## Raw records

_ _ _ _ _

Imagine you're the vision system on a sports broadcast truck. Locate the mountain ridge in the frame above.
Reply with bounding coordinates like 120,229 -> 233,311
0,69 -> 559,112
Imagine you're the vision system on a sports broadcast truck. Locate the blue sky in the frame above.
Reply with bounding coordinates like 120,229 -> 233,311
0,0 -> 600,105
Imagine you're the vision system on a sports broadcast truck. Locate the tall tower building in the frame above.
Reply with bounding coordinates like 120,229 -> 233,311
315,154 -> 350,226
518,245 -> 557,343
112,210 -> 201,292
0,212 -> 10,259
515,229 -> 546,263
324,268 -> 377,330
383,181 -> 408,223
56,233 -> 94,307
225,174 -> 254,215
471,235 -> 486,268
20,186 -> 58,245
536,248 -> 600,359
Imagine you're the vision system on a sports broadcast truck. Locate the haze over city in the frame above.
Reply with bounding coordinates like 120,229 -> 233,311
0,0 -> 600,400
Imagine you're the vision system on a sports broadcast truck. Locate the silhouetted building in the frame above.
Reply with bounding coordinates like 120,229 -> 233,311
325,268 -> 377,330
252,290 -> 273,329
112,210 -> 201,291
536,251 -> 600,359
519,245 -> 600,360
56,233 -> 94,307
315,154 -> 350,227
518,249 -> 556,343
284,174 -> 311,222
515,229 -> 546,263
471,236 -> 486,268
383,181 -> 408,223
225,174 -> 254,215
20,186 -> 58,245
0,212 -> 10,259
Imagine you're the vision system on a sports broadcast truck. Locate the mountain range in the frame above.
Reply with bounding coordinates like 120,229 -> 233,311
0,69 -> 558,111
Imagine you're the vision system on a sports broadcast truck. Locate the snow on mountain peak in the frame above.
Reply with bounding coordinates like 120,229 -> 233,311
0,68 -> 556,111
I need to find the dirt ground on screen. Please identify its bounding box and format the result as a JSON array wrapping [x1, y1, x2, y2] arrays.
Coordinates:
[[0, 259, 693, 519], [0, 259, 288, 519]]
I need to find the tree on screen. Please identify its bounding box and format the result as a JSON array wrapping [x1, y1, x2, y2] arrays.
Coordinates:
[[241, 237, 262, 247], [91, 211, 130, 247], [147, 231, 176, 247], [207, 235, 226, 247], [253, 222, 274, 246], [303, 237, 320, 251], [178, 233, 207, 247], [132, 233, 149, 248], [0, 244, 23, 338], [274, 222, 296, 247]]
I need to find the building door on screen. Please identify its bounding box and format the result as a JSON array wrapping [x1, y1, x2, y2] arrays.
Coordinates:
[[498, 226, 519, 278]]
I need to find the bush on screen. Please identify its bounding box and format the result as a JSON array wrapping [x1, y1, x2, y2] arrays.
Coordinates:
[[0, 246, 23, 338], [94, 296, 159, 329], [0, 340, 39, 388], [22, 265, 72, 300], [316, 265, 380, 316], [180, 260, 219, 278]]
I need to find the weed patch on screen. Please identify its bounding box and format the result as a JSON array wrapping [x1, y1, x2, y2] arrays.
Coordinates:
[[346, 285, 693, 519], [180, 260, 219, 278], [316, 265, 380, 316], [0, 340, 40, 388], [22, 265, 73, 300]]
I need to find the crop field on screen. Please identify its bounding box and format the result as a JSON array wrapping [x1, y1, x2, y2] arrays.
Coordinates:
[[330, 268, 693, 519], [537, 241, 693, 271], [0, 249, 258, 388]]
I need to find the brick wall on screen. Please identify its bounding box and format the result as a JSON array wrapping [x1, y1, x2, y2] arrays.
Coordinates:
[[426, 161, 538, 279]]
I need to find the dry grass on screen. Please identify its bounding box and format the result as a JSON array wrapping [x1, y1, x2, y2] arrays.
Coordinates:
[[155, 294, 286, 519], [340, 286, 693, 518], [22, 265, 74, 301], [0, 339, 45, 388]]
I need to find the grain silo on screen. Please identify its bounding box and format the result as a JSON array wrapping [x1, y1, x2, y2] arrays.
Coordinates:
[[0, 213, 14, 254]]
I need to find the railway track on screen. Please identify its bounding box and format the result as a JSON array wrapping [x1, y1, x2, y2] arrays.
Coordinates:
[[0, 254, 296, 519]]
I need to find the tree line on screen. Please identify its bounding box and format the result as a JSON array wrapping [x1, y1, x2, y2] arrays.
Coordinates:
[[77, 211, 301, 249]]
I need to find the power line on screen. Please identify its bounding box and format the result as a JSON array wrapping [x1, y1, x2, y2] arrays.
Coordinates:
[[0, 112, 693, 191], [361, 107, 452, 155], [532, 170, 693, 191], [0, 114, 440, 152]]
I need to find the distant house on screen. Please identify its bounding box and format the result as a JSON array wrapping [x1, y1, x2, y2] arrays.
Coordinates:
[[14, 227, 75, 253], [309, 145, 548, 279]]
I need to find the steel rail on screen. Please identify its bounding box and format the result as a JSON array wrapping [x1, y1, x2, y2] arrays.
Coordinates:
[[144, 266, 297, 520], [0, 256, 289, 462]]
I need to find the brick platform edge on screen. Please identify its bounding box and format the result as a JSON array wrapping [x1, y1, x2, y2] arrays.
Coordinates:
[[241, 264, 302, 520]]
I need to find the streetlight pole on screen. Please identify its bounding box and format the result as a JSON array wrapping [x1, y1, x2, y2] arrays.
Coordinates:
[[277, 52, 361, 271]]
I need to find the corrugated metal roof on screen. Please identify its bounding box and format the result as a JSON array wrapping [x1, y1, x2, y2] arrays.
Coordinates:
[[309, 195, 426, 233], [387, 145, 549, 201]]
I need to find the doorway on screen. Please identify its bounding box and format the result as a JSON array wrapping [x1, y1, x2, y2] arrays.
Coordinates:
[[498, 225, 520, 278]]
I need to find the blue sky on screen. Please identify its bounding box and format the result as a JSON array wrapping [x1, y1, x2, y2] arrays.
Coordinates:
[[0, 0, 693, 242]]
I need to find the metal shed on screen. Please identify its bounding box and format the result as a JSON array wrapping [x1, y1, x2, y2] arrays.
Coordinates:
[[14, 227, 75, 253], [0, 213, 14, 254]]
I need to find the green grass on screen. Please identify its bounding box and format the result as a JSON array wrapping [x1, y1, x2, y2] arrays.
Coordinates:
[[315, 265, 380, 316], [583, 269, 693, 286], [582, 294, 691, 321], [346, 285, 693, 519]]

_ _ _ _ _

## Exercise task
Return every line of the data above unchanged, with nothing added or left out.

## Solution for this exercise
Imagine you're the vision system on a sports broadcast truck. Locate the mountain ridge in the frame above.
Reply with bounding coordinates like 120,229 -> 233,311
0,69 -> 559,112
Imagine you're the vision system on a sports broadcast truck. Locate the blue sky in the frame above.
Reply with bounding coordinates like 120,229 -> 233,311
0,0 -> 600,105
Imagine you're the vision system on a sports broadcast truck. Locate the tall tower building in the frame above.
Reply with bounding coordinates like 120,229 -> 233,311
315,154 -> 350,226
518,245 -> 557,343
112,210 -> 201,292
0,212 -> 10,259
515,229 -> 546,263
324,268 -> 377,330
383,181 -> 408,223
56,233 -> 94,307
225,174 -> 254,215
471,235 -> 486,268
20,186 -> 58,245
536,248 -> 600,359
Imagine you're the vision system on a sports broadcast truck. Locate the haze over city in the frame above.
Reply with bounding coordinates like 120,229 -> 233,311
0,0 -> 600,400
Imagine you're the vision system on a sports broadcast truck. Locate the silhouetted building in the frame above.
Reply with bounding coordinates like 120,229 -> 233,311
325,268 -> 377,330
252,290 -> 273,329
112,210 -> 201,291
536,251 -> 600,359
519,245 -> 600,360
56,233 -> 94,307
315,154 -> 350,227
518,249 -> 556,343
284,174 -> 311,222
515,229 -> 546,263
471,236 -> 486,268
383,181 -> 408,223
225,174 -> 254,215
20,186 -> 58,245
0,212 -> 10,259
Imagine you're the vision system on a sports broadcast truck. Locate the mountain range in the frame above.
Reply with bounding coordinates like 120,229 -> 233,311
0,69 -> 558,111
Imagine you're the vision system on a sports broadcast truck. Locate the snow on mountain peak in the frame above.
Reply with bounding coordinates like 120,229 -> 233,311
0,68 -> 556,111
I need to find the dirt ground on screen. Please identify its bounding box and format the result as a JSON array wrapping [x1, y1, x2, y2] arrays.
Coordinates:
[[0, 259, 693, 519], [0, 259, 288, 519]]
I need to find the tree on screen. Please identify its bounding box and format the result as a JSON array wrapping [x1, y1, x2, y2] arrays.
Coordinates:
[[241, 237, 262, 247], [91, 211, 130, 247], [147, 231, 176, 247], [207, 235, 226, 247], [253, 222, 274, 246], [303, 237, 320, 251], [178, 233, 207, 247], [132, 233, 149, 248], [0, 244, 23, 338], [274, 222, 296, 247]]
I need to find the building door on screen. Please identify its bounding box and format the result as a JSON array wrapping [x1, y1, x2, y2] arrays.
Coordinates:
[[498, 226, 519, 278]]
I need to find the bush on screen. Please identify its bounding box and format the result as a JSON array wrapping [x1, y1, x2, y2] arrays.
Coordinates:
[[0, 246, 23, 338], [94, 296, 159, 329], [0, 340, 39, 388], [22, 265, 72, 300], [316, 265, 380, 316], [180, 260, 219, 278]]
I need to find the weed patch on screen. Please identify its bounding box and format the result as a JSON array wrapping [x1, y1, x2, y2] arrays.
Coordinates:
[[346, 285, 693, 519], [180, 260, 219, 278], [316, 265, 380, 316], [0, 340, 40, 388], [22, 265, 73, 300]]
I need to find the crop field on screen. Please identify its bounding box and format the result as a JSON array wrapping [x1, y1, x2, y2] arrays.
Coordinates:
[[330, 268, 693, 519], [537, 241, 693, 271], [0, 249, 258, 388]]
I need to find the brick wall on screen. Please identify its bounding box and format the result as a JSON array wrapping [x1, y1, x2, y2] arrays.
Coordinates:
[[426, 161, 538, 279]]
I need to find the dry grass on screen. Please identify its bounding box and format the result as a JSON array wrapping [x1, y1, x2, y2] arrays.
Coordinates:
[[155, 294, 286, 519], [340, 286, 693, 518], [22, 265, 74, 301], [0, 339, 45, 388]]
I need to find the grain silo on screen. Please identify its bounding box and format the result as a JSON array wrapping [x1, y1, x2, y2] arrays.
Coordinates:
[[0, 213, 14, 254]]
I need to find the railway track on screen. Please identify its bounding box and format the result as a JSON array wrapping [x1, y1, x2, y2] arrays.
Coordinates:
[[0, 254, 296, 519]]
I need to find the tree line on screen. Please identify its bounding box and format the result as a JSON array wrapping [x1, y1, x2, y2] arrays.
Coordinates:
[[77, 211, 301, 249]]
I need to find the power line on screen. Please identify its bounding box and format the result as a JSON array wrapping [x1, y1, x2, y2] arrays.
Coordinates:
[[0, 112, 693, 191], [361, 107, 452, 155], [532, 170, 693, 191], [0, 114, 440, 152]]
I need to find the distant house on screen. Please identify its bounding box and format the result as a JSON array wrapping [x1, y1, x2, y2] arrays.
Coordinates:
[[14, 227, 75, 253], [309, 145, 548, 279]]
I need to find the steel rail on screen. Please identify its bounding box and format the result as a JSON array wrapping [x1, y1, x2, y2] arrays.
Coordinates:
[[144, 266, 297, 520], [0, 256, 289, 462]]
I need to find the brick platform edge on screen. Please identify its bounding box and format the result as a JSON array wrapping [x1, y1, x2, y2] arrays.
Coordinates:
[[241, 264, 302, 520]]
I need to find the streetlight pole on screen. Please identify its bounding box and format the result as a JSON array wrapping [x1, y1, x2, y2] arrays.
Coordinates:
[[277, 52, 361, 271]]
I need to find the corrugated metal roof on screen. Please identify its bounding box and format the result as a JSON array wrapping [x1, y1, x2, y2] arrays.
Coordinates:
[[309, 195, 426, 233], [387, 145, 549, 201]]
I need to find the doorway on screen. Please identify its bounding box and format the result as a JSON array wrapping [x1, y1, x2, y2] arrays.
Coordinates:
[[498, 225, 520, 278]]
I need to find the blue sky on screen. Please identify its bounding box and format the result as a JSON array wrapping [x1, y1, x2, y2] arrays.
Coordinates:
[[0, 0, 693, 242]]
I need to find the metal shed on screen. Please identify its bounding box and format the result as a JSON array wrapping [x1, y1, x2, y2] arrays.
Coordinates:
[[14, 227, 75, 253], [0, 213, 14, 254]]
I need to find the green grass on screen. Please identify its bounding box and format the result as a JSON array wrapping [x1, y1, x2, y2] arrays.
Coordinates:
[[315, 265, 380, 316], [583, 269, 693, 286], [582, 294, 691, 321], [346, 285, 693, 519]]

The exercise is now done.